Page excerpt ▸
•••••
Relationship between color and physico-chemical properties of cashew apple (Anacardium occidentale L.) at different days of storage
Relación entre color y propiedades fisico-químicas del pseudofruto de caujil (Anacardium occidentale L.) en diferentes días de almacenamiento
DOI:
https://doi.org/10.15446/rfnam.v74n2.90073Keywords:
caujil, pseudo-fruit, physicochemical, polyphenols, ascorbic acid, color analysis (en)caujil, pseudofruto, fisicoquimico, polifenoles, ácido ascórbico, análisis de color (es)
Cashew is a fruiting specimen exported from different countries, including Venezuela, due to its high nutritional value and unique taste. However, only the fruit (cashew nut) is considered the most used part for consumption while the pseudo-fruit (cashew apple) is discarded due to its strong taste and smell. This study is based on the changes that occur in the physical and chemical composition of the pseudo-fruit of cashew (Anacardium occidentale L.) in different days of storage (0, 3, 6, 9, 12) related to the color analysis of the pseudo-fruit. Image analysis was performed using the CIELab color space, which revealed different maturity stages for samples from day 0 to day 12. Nevertheless, antioxidant activity refers to ascorbic acid, and polyphenols content showed a degradation before day 6 of storage. These results prove that cashew apples can be stored for long-term at room temperature (25 °C), but the color and physico-chemical properties suffer some changes decreasing their nutritional value after day 6 of storage. A correlation between image analysis and chemical parameters can be used to evaluate the optimal maturity stage in samples.
•••••
Input data ▸
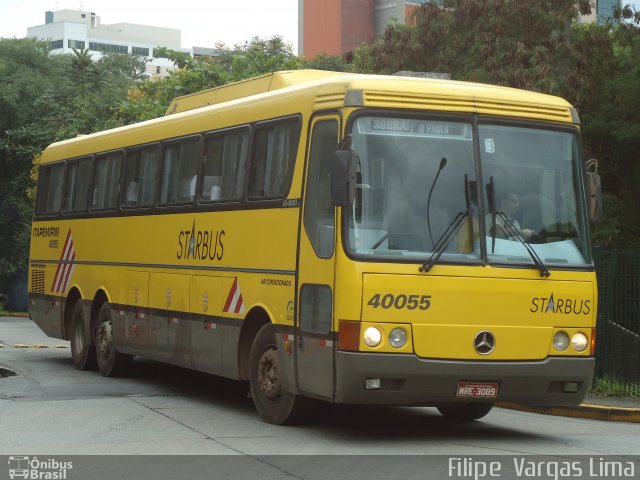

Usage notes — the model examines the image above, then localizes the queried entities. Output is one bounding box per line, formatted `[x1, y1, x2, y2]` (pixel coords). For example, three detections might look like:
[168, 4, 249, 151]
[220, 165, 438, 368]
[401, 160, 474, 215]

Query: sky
[0, 0, 298, 52]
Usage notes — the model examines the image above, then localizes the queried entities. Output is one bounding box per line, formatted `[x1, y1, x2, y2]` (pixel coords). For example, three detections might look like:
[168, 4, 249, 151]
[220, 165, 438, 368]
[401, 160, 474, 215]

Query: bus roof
[37, 70, 579, 163]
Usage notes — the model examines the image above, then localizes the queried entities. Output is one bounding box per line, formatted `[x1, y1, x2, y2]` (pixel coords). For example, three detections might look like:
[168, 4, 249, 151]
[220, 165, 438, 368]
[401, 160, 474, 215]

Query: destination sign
[357, 117, 471, 140]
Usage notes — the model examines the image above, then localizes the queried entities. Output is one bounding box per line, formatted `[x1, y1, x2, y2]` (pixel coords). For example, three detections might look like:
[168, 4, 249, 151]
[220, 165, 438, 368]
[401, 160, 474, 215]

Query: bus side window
[122, 145, 158, 207]
[201, 129, 249, 202]
[248, 118, 300, 200]
[160, 137, 202, 205]
[64, 157, 92, 212]
[91, 152, 122, 210]
[36, 163, 64, 215]
[304, 120, 338, 258]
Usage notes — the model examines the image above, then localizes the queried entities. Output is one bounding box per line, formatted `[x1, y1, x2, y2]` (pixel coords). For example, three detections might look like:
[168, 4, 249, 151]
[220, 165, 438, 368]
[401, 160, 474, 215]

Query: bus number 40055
[367, 293, 431, 310]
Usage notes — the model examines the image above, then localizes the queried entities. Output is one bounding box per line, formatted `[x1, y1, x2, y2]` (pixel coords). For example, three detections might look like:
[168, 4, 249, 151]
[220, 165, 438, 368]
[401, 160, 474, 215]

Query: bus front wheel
[96, 302, 132, 377]
[249, 323, 303, 425]
[71, 299, 96, 370]
[437, 402, 493, 422]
•••••
Problem ▸ Continue the cashew apple storage study from the point where its text ends, rather than continuing the data.

Final answer ▸
El caujil o marañón es un espécimen fructífero exportado desde diferentes países, entre ellos Venezuela, debido a su alto valor nutricional y sabor único. Sin embargo, solo el fruto del caujil (nuez o semilla) se considera la parte más usada para consumo, mientras que el pseudo-fruto se desecha debido a su fuerte sabor y olor. Este estudio se basa en los cambios que se producen en la composición física y química del pseudo-fruto de caujil (Anacardium occidentale L.) en diferentes días de almacenamiento (0, 3, 6, 9, 12) relacionada con el análisis de color del pseudo-fruto. El análisis de imagen se realizó utilizando el espacio de color CIELab que reveló diferentes etapas de madurez para las muestras desde el día 0 al día 12. Sin embargo, la actividad antioxidante, que se refiere al ácido ascórbico y el contenido de polifenoles, mostró una degradación antes del día 6 de almacenamiento. Estos resultados prueban que los pseudo-frutos de caujil pueden almacenarse a largo plazo a temperatura ambiente (25 °C), pero el color y los cambios fisico-químicos provocan una disminución en el valor nutricional del pseudo-fruto después del día 6 de almacenamiento. Se puede utilizar una correlación entre el análisis de imágenes y los parámetros químicos para evaluar la etapa de madurez óptima en las muestras.